Documento ▸

5º Centenário da Primeira Volta ao Mundo: a estadia da frota no Rio de Janeiro | Paulo Roberto Pereira

Paulo Roberto Pereira 2 Primeira Volta ao Mundo
Paulo Roberto Pereira | Imagem: Jornal da PUC, 2017

Em celebração aos 500 anos da viagem de Fernão de Magalhães e Juan Sebastián Elcano, foi realizado, nos dias 12 e 13 de dezembro de 2019, nas dependências do Museu Histórico Nacional, na cidade do Rio de Janeiro, o seminário internacional intitulado 5º Centenário da Primeira Volta ao Mundo: a estadia da frota no Rio de Janeiro. O evento resultou no desenvolvimento do livro homônimo, organizado por Paulo Roberto Pereira (doutor em Letras pela Universidade Federal do Rio de Janeiro e professor na Universidade Federal Fluminense) e publicado pela Diretoria do Patrimônio Histórico e Documentação da Marinha, em 2021.

A obra, uma coletânea de 14 artigos elaborados a partir das comunicações apresentadas durante o seminário, contou com a participação de pesquisadores brasileiros e de outros países envolvidos na primeira circum-navegação, como: Espanha, Portugal, Argentina, Chile, Peru e Uruguai. A presente resenha se debruça sobre os primeiros sete artigos que compõem a obra.

Itens de dados ▸

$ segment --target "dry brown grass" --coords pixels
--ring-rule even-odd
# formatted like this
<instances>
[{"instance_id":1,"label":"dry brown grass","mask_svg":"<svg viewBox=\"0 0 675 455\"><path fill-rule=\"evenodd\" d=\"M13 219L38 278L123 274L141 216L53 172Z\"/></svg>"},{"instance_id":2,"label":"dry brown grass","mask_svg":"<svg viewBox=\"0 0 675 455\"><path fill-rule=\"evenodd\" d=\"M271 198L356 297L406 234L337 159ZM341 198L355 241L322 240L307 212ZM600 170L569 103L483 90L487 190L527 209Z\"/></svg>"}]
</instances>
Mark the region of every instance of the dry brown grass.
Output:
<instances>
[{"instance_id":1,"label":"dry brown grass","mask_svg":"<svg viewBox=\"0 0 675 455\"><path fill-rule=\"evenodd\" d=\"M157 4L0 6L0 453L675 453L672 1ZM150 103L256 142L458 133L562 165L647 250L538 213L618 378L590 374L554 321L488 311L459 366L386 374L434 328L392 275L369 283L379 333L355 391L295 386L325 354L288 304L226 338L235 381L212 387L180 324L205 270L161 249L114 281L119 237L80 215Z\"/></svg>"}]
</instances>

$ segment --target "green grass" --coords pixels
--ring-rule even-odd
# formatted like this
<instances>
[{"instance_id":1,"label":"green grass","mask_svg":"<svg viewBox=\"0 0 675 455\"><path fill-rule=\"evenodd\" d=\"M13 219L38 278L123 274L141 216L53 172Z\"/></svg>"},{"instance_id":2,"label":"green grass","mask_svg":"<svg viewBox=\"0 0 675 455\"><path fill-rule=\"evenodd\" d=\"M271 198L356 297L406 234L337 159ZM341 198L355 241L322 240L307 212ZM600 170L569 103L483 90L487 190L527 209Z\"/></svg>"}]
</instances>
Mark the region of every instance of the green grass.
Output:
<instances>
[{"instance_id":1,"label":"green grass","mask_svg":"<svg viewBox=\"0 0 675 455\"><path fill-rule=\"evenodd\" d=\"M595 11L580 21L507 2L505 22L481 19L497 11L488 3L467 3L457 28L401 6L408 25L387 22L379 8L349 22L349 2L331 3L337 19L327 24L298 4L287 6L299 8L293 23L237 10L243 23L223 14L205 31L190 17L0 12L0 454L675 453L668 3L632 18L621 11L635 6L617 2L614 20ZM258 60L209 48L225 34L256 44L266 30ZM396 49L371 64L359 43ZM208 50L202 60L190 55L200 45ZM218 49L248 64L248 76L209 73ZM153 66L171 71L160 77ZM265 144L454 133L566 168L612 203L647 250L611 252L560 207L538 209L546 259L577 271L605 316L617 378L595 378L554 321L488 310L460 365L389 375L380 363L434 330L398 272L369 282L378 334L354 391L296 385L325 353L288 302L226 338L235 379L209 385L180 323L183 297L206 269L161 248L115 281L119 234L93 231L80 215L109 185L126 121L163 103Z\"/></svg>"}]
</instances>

O que se pede ▸
1. Responda com base no texto sobre o seminário:
(a) Em que dias o seminário foi realizado?
(b) Que órgão publicou o livro resultante do evento e em que ano?
(c) Quantos artigos compõem a coletânea?
2. Retome o texto sobre o seminário e continue-o a partir da última frase apresentada.
Os itens formam um material à parte, sem ligação com o texto sobre o seminário.

Respostas por tarefa ▸
1.
(a) Nos dias 12 e 13 de dezembro de 2019.
(b) A Diretoria do Patrimônio Histórico e Documentação da Marinha, em 2021.
(c) 14 artigos.

2.
O primeiro texto tem por autor Arno Wehling, graduado em História pela Faculdade Nacional de Filosofia do Brasil e em Direito pela Universidade de Santa Úrsula, doutor pela Universidade de São Paulo, professor de Teoria e Metodologia em História na Universidade Federal do Rio de Janeiro e de Direito na Universidade Federal do Estado do Rio de Janeiro. Wehling analisa os “Desafios Jurídicos da Modernidade e a Expedição de Fernão de Magalhães”. Segundo o autor, seu objeto de análise está circunscrito em um momento singular da história, a Idade Moderna, por muitos considerada um período histórico marcado por significativas transformações sociais e políticas. Nesse sentido, a Igreja Católica, outrora, detentora do aparato jurídico, necessitava de mudanças no sistema jurídico vigente, uma vez que renascia o direito romano.

Ao observar o estatuto jurídico da expedição, Wehling afirma que o mesmo foi proposto por Fernão de Magalhães ao Conselho de Castela, principal organização de governo da monarquia espanhola, sem restar pendência ou contencioso jurídico com a Coroa de Portugal. É importante ressaltar que na Idade Média a Igreja Católica exercia um papel teológico-jurídico nas sociedades onde se fazia presente à época. No entanto, a partir de 1517, já se desenhava, por conta da Reforma Protestante, um “novo” direito exercido pelos monarcas emergentes. Para Arno Wehling, a conjuntura político-jurídica, em 1510, estava, de certa maneira, evidente no que concerne à efetiva transição da ação jurídica por parte da Igreja para os Estados.

O autor ainda chama a atenção para o descontentamento do teólogo Francisco de Vitória para com o acordo de Tordesilhas, que foi sancionado pelo Papa, em 1494. Além disso, também expõe a disputa jurídica entre Espanha e Portugal pela posse das Ilhas Molucas, resolvida por meio do Tratado Saragoça, em 1529. Por fim, Wehling afirma que a viagem de Magalhães pode ser considerada como “uma ponta do iceberg” de assuntos jurídicos com um profundo impacto no Direito.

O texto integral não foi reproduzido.